_SET EXERCISE_
Report in full every line of the records below that contains the word "tree".

_RECORDED DATA_
● ● ●

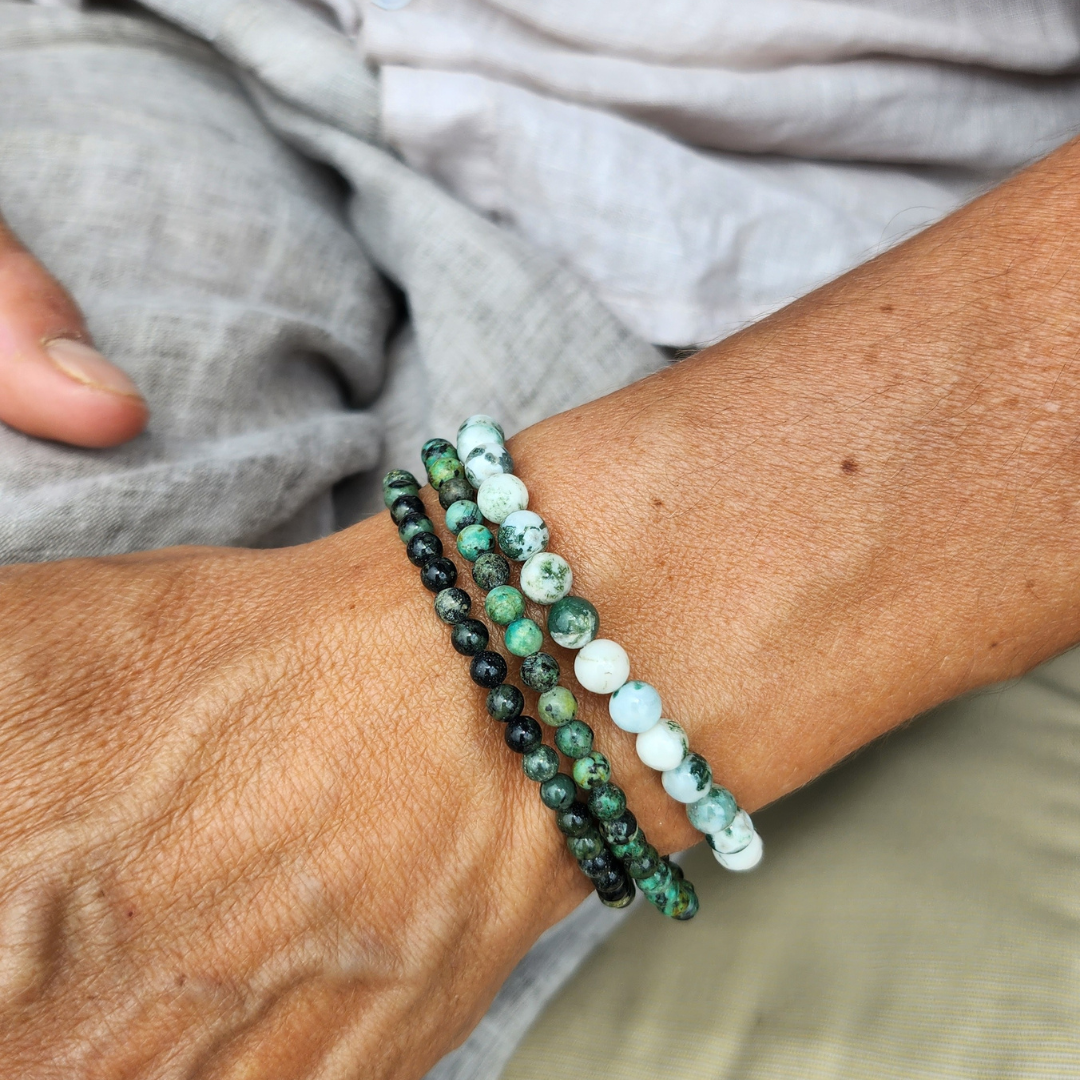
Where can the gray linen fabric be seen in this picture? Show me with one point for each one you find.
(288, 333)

● ● ●

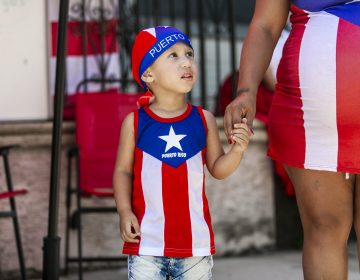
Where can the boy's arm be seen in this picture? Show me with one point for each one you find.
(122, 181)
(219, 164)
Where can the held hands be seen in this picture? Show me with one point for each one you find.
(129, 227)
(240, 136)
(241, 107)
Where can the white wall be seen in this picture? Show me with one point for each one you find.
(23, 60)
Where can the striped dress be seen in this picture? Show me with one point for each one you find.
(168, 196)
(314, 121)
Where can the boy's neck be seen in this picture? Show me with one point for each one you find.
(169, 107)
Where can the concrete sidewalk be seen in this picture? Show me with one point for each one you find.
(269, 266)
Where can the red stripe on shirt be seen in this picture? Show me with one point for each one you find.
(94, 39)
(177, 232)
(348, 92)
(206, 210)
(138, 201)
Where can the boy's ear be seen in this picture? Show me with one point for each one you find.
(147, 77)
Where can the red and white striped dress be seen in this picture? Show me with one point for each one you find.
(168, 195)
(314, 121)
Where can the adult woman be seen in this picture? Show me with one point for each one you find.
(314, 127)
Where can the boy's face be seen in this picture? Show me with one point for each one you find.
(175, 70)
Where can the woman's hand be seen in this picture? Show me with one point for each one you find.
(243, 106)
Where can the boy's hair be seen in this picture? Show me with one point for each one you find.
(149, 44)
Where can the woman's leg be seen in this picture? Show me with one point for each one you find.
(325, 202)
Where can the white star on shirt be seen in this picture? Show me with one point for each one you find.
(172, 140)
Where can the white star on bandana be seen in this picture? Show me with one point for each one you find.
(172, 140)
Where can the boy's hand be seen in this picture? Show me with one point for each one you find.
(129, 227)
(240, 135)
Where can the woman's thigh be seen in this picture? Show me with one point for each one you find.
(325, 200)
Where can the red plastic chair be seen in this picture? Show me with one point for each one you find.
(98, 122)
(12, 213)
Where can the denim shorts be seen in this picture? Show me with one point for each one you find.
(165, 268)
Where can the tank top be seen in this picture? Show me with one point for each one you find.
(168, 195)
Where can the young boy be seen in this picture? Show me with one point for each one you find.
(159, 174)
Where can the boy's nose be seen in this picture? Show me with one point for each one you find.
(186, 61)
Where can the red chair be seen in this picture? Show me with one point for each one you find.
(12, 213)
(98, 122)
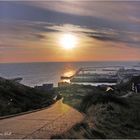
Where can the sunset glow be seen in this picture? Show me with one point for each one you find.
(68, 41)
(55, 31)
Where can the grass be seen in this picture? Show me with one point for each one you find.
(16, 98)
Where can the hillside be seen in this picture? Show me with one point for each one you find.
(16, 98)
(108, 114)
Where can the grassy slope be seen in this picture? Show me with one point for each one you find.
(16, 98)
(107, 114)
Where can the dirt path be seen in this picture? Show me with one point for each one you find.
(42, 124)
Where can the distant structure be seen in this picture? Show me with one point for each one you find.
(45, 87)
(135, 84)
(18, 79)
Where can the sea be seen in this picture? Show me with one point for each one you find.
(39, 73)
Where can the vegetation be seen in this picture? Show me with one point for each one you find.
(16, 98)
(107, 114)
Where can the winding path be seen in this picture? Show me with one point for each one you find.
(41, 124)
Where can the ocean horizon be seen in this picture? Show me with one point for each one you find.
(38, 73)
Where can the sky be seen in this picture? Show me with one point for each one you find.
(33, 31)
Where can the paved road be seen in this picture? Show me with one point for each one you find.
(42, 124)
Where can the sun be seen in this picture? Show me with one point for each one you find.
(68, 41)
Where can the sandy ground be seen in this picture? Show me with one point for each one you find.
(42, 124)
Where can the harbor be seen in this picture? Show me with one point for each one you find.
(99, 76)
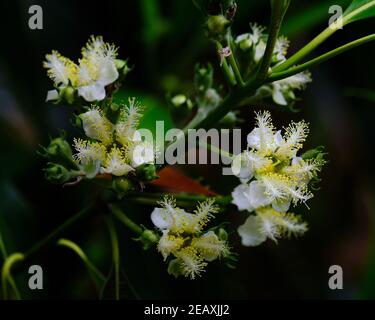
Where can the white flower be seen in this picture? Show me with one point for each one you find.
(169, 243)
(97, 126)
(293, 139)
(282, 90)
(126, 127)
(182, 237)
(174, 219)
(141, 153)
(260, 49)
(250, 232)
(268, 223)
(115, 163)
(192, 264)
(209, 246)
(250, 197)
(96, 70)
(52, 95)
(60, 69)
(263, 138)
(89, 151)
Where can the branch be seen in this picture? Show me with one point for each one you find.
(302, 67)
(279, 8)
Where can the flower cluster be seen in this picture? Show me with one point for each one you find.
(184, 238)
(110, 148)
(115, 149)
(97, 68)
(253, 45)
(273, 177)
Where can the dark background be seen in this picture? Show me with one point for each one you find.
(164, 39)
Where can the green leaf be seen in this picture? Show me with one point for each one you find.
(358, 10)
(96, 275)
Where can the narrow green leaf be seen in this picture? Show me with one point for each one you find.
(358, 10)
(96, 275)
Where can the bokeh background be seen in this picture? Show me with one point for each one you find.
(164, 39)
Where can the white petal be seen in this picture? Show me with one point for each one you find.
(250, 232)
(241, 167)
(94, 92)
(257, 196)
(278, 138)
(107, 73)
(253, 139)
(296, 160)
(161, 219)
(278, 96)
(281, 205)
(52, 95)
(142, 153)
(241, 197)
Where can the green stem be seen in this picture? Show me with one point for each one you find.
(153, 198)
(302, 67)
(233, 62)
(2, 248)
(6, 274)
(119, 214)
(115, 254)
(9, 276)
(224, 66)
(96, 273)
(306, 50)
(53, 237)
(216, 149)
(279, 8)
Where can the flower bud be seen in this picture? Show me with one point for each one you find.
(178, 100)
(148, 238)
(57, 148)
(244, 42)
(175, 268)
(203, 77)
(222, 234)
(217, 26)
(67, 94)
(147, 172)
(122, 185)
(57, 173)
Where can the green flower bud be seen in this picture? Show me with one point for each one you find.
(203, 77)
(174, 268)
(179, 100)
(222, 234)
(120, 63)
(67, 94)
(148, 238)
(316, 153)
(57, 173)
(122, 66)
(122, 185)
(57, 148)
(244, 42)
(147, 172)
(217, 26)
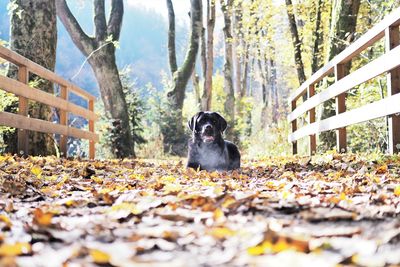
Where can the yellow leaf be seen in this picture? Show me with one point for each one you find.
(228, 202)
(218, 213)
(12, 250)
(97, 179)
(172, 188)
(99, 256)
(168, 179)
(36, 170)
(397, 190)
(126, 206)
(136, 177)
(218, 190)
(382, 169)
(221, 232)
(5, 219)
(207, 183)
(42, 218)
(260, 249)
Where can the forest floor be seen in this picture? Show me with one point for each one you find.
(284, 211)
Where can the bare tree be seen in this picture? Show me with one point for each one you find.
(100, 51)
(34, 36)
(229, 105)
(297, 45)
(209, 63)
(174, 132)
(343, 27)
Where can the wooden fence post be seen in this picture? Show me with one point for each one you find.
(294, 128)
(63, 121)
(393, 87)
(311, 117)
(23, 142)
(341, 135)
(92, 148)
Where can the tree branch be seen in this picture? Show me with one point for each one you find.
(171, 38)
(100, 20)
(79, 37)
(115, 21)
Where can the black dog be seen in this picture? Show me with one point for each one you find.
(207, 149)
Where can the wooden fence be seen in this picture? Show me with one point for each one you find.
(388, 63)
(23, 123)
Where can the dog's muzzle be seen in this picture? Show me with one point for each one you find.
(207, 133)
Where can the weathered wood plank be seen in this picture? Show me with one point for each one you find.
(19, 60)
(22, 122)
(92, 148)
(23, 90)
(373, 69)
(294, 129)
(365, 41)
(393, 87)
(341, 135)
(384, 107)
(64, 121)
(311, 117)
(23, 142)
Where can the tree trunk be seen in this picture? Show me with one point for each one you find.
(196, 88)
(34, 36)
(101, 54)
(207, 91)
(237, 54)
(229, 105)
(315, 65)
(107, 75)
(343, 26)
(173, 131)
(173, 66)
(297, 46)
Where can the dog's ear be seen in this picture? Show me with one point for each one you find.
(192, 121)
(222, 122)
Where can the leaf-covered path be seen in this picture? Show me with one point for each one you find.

● ● ●

_SOLUTION FOR THIS EXERCISE_
Where can the bare tree be seen in this picture? Show me with one point for each one you find.
Where can the tree branch be seen in this picture? Show me with one point for each one you find.
Where can the tree trunk be seen in this picture? Show me with one point for each one you find.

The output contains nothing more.